Task item ::
The reply should consist of the full listing, repeated word for word.
- Opening Delimiter -
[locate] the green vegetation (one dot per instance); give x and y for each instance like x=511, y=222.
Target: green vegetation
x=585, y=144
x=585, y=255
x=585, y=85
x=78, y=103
- Closing Delimiter -
Response to the exercise ::
[locate] the green vegetation (one dot per instance); give x and y for each instance like x=511, y=222.
Target: green vegetation
x=585, y=144
x=585, y=255
x=585, y=85
x=78, y=103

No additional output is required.